======== Texte

Pas très loin de Buckingham Palace, Berkeley Square House fait partie des quelques centres d'affaires «stratégiques» de Londres. C'est là que Mittal Steel a installé son quartier général et qu'Aditya Mittal, directeur financier du groupe, a bien voulu nous recevoir.

Ce building «moderne» n'aura évidemment jamais le charme historique du siège d'Arcelor, avenue de la Liberté, mais c'est bel et bien là, à deux pas du très bucolique Hyde Park, qu'a démarré ce qui fut une des batailles boursières et économiques les plus fameuses de ces dernières années, longue de près de six mois. Un pan d'histoire à elle toute seule.

Si le Luxembourg a pu découvrir, en l'espace de quelques semaines, le sourire charmeur et néanmoins carnassier de Lakshmi Mittal, l'une des plus grosses fortunes mondiales, patriarche d'un empire industriel bâti à coup d'acquisitions et de rationalisation de processus, il a, en revanche, eu moins l'occasion de s'habituer à la -silhouette plus discrète et fluette de son fils, Aditya. Le «cerveau» de cette opération, c'est pourtant lui.

Aujourd'hui, la première des deux étapes du processus «technique» de fusion vient de s'achever. Avant la fin de l'année, ArcelorMittal sera définitivement une réalité administrative. L'occasion de revenir, dans un entretien exclusif avec Aditya Mittal, sur ces événements qui ont bousculé les paysages industriel et économique mondiaux.

Monsieur Mittal, quel bilan tirez-vous un peu plus d'un an après l'annonce de la fusion entre Arcelor et Mittal Steel?

================
======== Données enregistrées

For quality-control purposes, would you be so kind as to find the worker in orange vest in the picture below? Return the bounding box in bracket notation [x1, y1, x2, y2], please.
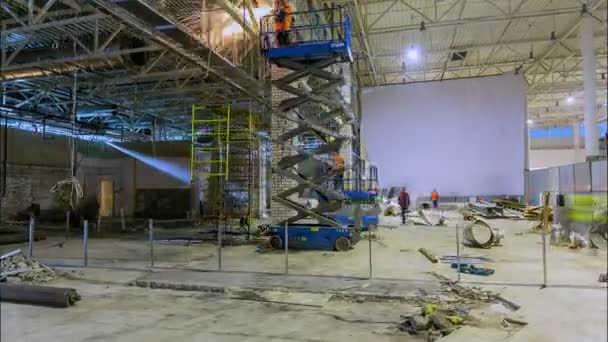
[274, 0, 293, 45]
[329, 152, 344, 190]
[399, 188, 410, 224]
[431, 189, 439, 209]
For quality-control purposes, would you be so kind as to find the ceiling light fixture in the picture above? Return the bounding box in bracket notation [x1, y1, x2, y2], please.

================

*Consigne*
Rédigez la suite de l'article sur la fusion entre Arcelor et Mittal Steel, à partir de la dernière question posée à Aditya Mittal.

*Réponse*
«Je dois d'abord dire que bon nombre de gens pensaient que cette fusion échouerait. Il n'en a clairement rien été et, au contraire, nous avons réussi à prendre ce qu'il y avait de mieux dans chacun des deux groupes. Aujourd'hui, nous nous trouvons en face d'un succès spectaculaire à plusieurs niveaux, aussi bien sur le plan culturel et industriel que pour l'actionnaire.

Arcelor et Mittal Steel avaient chacun leur propre histoire, leur propre gestion, leur propre façon de faire des affaires. Nous avons simplement étudié attentivement chacune des deux sociétés et défini ce qui pourrait être le mieux pour les deux. Et nous y sommes parvenus, aussi bien en termes de résultats que de pratiques et de cultures.

Quels sont les points positifs que vous retenez principalement?

«Aujourd'hui, l'organisation est davantage transparente que par le passé et bien plus orientée sur la méritocratie. Nous avons fait de la santé et de la sécurité au travail notre priorité numéro un, de manière bien plus prononcée que ce que nous avons pu faire par le passé. Nous sommes résolument dans une démarche de développement de valeur et de qualité de travail pour nos employés.

C'est clairement sur ce plan culturel que nous avons enregistré les plus grands progrès. Nous avons, certes, encore beaucoup à faire, mais je suis certain que tout le monde avance dans la bonne direction.

Industriellement, nous avons enregistré des progrès significatifs dans de nombreux domaines. En apprenant beaucoup l'un de l'autre, nous avons pu créer de la valeur, aussi bien à l'achat qu'à la vente de nos produits, pour mieux servir nos clients. Tout cela se retrouve dans les résultats, quel que soit l'angle sous lequel on les considère: EBITDA, EBIT, résultat net… Nous avons enregistré 40% de mieux.

Pour ce qui est de la valeur de l'action, vous avez comme moi vu l'évolution du cours de la Bourse. Les marchés ont apprécié notre évolution.

Vous avez annoncé au mois de juillet être en avance sur la réalisation des synergies issues de la fusion. Comment expliquez-vous cette réussite?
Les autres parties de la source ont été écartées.